### Work required
Please retype the data in full and exactly; the pictures are not part of the copy.

Point placement records:

= = = =

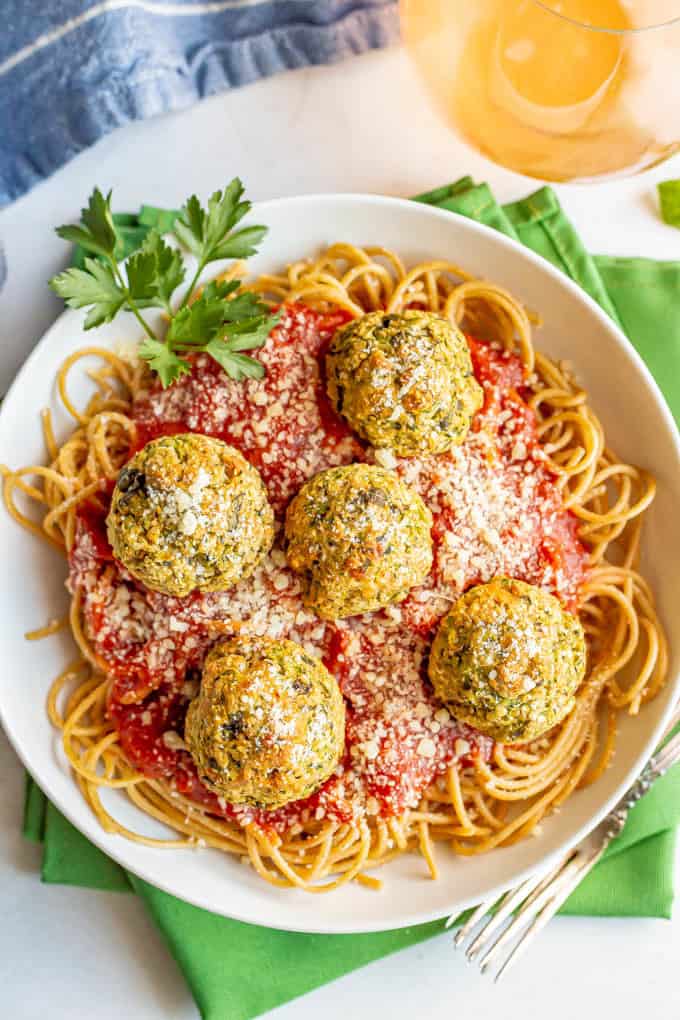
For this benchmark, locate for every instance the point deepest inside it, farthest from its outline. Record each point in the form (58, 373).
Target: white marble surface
(362, 125)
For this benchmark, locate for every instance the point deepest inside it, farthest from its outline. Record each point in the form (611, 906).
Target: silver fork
(504, 938)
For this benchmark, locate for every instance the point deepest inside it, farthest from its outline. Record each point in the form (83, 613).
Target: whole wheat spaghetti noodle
(478, 803)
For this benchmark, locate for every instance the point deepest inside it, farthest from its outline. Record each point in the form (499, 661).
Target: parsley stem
(192, 286)
(129, 300)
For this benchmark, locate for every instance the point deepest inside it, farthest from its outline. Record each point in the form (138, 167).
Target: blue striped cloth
(72, 70)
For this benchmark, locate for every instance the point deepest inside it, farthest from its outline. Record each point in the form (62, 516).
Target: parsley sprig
(222, 322)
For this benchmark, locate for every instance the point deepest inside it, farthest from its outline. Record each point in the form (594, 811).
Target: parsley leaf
(154, 273)
(222, 322)
(163, 361)
(97, 232)
(238, 366)
(209, 234)
(94, 287)
(669, 197)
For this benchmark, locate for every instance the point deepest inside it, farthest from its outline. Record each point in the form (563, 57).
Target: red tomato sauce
(399, 738)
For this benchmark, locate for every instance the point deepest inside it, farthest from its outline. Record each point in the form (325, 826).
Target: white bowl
(638, 426)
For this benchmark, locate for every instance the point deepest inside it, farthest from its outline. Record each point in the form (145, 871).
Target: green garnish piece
(221, 322)
(669, 197)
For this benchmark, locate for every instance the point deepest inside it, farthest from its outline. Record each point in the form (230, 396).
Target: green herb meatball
(404, 381)
(268, 723)
(359, 538)
(508, 659)
(190, 512)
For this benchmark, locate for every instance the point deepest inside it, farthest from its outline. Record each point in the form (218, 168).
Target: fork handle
(658, 765)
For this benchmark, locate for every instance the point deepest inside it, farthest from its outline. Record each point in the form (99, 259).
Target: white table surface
(362, 125)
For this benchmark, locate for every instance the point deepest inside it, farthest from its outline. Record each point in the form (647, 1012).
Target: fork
(504, 938)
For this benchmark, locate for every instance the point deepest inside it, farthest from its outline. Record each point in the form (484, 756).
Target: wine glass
(566, 90)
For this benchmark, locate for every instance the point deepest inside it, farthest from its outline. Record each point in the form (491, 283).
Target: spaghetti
(476, 796)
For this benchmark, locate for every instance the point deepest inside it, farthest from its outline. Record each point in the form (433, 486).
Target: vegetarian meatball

= = = =

### The answer
For this benchmark, locate for every instance the point deepest inside it, farthest from its outline. Record each point in the form (58, 373).
Target: white marble surface
(362, 125)
For this benchmark, locate for every instance the point deepest inside it, farthest from its outline. Record each point in the form (611, 906).
Target: silver fork
(504, 938)
For this benchmark, locate for every instance the point deepest inside it, farthest from its outline. Record each point in the form (83, 613).
Target: whole wheat spaghetti noodle
(478, 803)
For this benchmark, locate for every instance the point deepest inside it, farthest from its outline. Record each point in the form (499, 661).
Target: parsley stem
(192, 286)
(129, 300)
For this benchmark, locate for every instance the point deepest inside it, farthest from its outline. Record each point in the form (138, 167).
Target: blue striped cloth
(72, 70)
For this benchmark, locate for every instance the point deepest inside it, farthest from its outline. Record each point in the form (62, 516).
Target: parsley sprig
(222, 322)
For this benchmark, locate for every instance the point deepest inside it, farthest from its outline. Record each point in the form (594, 811).
Target: parsley leaf
(154, 273)
(222, 322)
(163, 361)
(97, 232)
(238, 366)
(209, 234)
(94, 287)
(669, 197)
For this benchmark, locate for every instance the point deepest inside it, farthest from its outline. Record each point in the form (563, 57).
Target: red tomato sauce
(399, 738)
For this benchmark, locate for every instance the point deepest inside it, farthest from its outline. Record each point in the form (325, 826).
Target: white bowl
(638, 426)
For this benchmark, locate for every instance the point deepest inside it, farthest from its outline. Record each point in the form (145, 871).
Target: green garnish piece
(221, 322)
(669, 197)
For this benchmark, locate for every instance the point deepest inside it, farthest from its outline. Record each point in the form (230, 396).
Target: green herb meatball
(404, 381)
(268, 723)
(359, 538)
(508, 659)
(190, 512)
For this benchmark, locate for every instance the point deepest inside it, farthest from its outline. Record each point in the form (218, 168).
Target: fork handle
(658, 765)
For this benchmark, locate for every instance the point deepest inside it, farthest from its outline. Record each point in the form (99, 259).
Target: white table surface
(362, 125)
For this benchmark, locate for every instance the point deepest inside it, farthest from its outline. Record each point in the form (647, 1012).
Target: fork
(504, 938)
For this benchmark, locate for every instance the point deepest inside it, farthest from its outline. Record each point in the form (484, 756).
Target: wine glass
(566, 90)
For this benchmark, locate for every instance the point deepest inside it, farthest from its outline. Record each point in the form (491, 283).
Target: spaghetti
(476, 796)
For this benchmark, locate for every instance the point deepest inside it, farthest from its outline. Record each point in the form (433, 486).
Target: vegetarian meatball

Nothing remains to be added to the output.